## Extracted data
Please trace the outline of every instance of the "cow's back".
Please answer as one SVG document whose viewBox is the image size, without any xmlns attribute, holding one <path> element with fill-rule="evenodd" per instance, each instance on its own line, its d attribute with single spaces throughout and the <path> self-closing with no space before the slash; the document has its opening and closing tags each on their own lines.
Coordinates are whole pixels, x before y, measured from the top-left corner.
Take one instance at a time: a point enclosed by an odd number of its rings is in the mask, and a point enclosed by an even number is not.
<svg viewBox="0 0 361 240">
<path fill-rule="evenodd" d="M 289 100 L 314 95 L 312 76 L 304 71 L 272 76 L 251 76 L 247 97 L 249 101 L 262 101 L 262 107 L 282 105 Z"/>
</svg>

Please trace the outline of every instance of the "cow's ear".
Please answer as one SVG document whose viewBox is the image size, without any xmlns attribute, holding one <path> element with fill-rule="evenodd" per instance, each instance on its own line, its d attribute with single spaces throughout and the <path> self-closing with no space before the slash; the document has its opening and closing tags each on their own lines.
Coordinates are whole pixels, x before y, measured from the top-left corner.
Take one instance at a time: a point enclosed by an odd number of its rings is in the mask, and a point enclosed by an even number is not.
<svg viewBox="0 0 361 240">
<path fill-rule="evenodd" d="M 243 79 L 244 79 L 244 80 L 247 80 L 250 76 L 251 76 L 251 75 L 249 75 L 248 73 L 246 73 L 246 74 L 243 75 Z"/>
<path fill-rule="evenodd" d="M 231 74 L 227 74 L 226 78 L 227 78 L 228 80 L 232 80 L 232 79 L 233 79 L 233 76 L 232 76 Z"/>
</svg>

## Problem details
Word for word, copy all of the listing above.

## Response area
Please trace the outline of every instance of the "cow's back".
Please answer as one SVG document whose viewBox is the image size, without any xmlns attribute, holding one <path> element with fill-rule="evenodd" per instance, each instance on its own line, its d attribute with single spaces throughout and the <path> self-closing with no space before the slash; the document has its opening and closing tags each on their own lines.
Coordinates are whole pixels, x before y, measured from the top-left corner.
Take one instance at a time: a point enclosed by an odd number of its rings is in the mask, and a point enclosed by an even number is not.
<svg viewBox="0 0 361 240">
<path fill-rule="evenodd" d="M 289 100 L 314 95 L 312 76 L 304 71 L 272 76 L 251 76 L 247 97 L 249 101 L 262 101 L 262 107 L 282 105 Z"/>
</svg>

Please trace the outline of every instance of the "cow's ear".
Please answer as one SVG document whose viewBox is the image size, without any xmlns attribute, holding one <path> element with fill-rule="evenodd" per instance, each instance on its own line, its d attribute with single spaces throughout and the <path> self-closing with no space before the slash; the document has its opening and closing tags each on their own lines.
Coordinates are whole pixels, x before y, measured from the top-left corner.
Take one instance at a time: a point enclosed by an odd number of its rings is in the mask, and a point enclosed by an even number is not.
<svg viewBox="0 0 361 240">
<path fill-rule="evenodd" d="M 243 79 L 244 79 L 244 80 L 247 80 L 250 76 L 251 76 L 251 75 L 249 75 L 248 73 L 246 73 L 246 74 L 243 75 Z"/>
<path fill-rule="evenodd" d="M 231 74 L 227 74 L 226 78 L 227 78 L 228 80 L 232 80 L 232 79 L 233 79 L 233 76 L 232 76 Z"/>
</svg>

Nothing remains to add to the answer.